_Bron_
::::
27 925 Bestrijding internationaal terrorisme

Nr. 518 BRIEF VAN DE MINISTER VAN BUITENLANDSE ZAKEN

Aan de Voorzitter van de Tweede Kamer der Staten-Generaal

Den Haag, 1 oktober 2014

Graag voldoet het Kabinet aan de toezegging gedaan aan de commissie voor Buitenlandse Zaken tijdens de technische briefing naar aanleiding van de artikel 100 brief over deelneming aan de internationale strijd tegen ISIS d.d. 29 september (Kamerstuk 27 925, nr. 506). Dit betreft het ter beschikking stellen van de spreektekst van de Directeur-Generaal Politieke Zaken over volkenrechtelijke aspecten van de luchtaanvallen op ISIS doelen in Irak en Syrië (zie bijlage).
::::
_Gegevens_

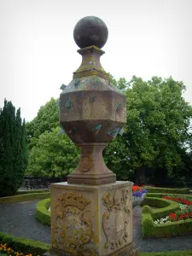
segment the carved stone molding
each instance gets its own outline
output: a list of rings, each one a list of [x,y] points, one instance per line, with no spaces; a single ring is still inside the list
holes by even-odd
[[[130,218],[129,189],[117,189],[115,193],[106,193],[102,196],[103,205],[108,211],[102,216],[102,228],[108,250],[117,250],[126,245]]]
[[[73,191],[65,192],[55,207],[53,247],[82,255],[84,245],[90,241],[91,221],[84,215],[90,201]],[[89,254],[87,254],[89,255]],[[92,254],[91,254],[92,255]],[[94,255],[94,254],[93,254]]]

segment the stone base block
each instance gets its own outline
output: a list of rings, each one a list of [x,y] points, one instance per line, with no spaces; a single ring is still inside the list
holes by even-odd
::::
_Opdracht_
Zet de brief van de minister over de strijd tegen ISIS voort na de laatste zin. De gegevens zijn afkomstig uit een andere bron.

_Antwoord_
Tevens reageert het Kabinet op het verzoek van uw Commissie om een brief over de uitspraken van de Syrische Minister van Buitenlandse Zaken, waarbij de specifieke vraag is of deze uitspraken volkenrechtelijk gezien voldoen aan het vereiste van het verlenen van expliciete toestemming voor het bestoken van ISIS doelen op Syrisch grondgebied.

De Minister van Buitenlandse Zaken van Syrië heeft op 29 september jl. een toespraak gehouden tijdens het algemene debat van de Algemene Vergadering van de Verenigde Naties. In deze toespraak gaf de Minister aan dat Syrië aan de zijde staat van elke internationale inspanning gericht op het bevechten en bestrijden van terrorisme. Daarbij werd benadrukt dat een dergelijke inspanning de levens van onschuldige burgers als ook de nationale soevereiniteit volledig diende te respecteren, en in overeenstemming diende te zijn met internationale verdragen. De Minister riep op tot het bundelen van alle inspanningen gericht tegen dit terrorisme.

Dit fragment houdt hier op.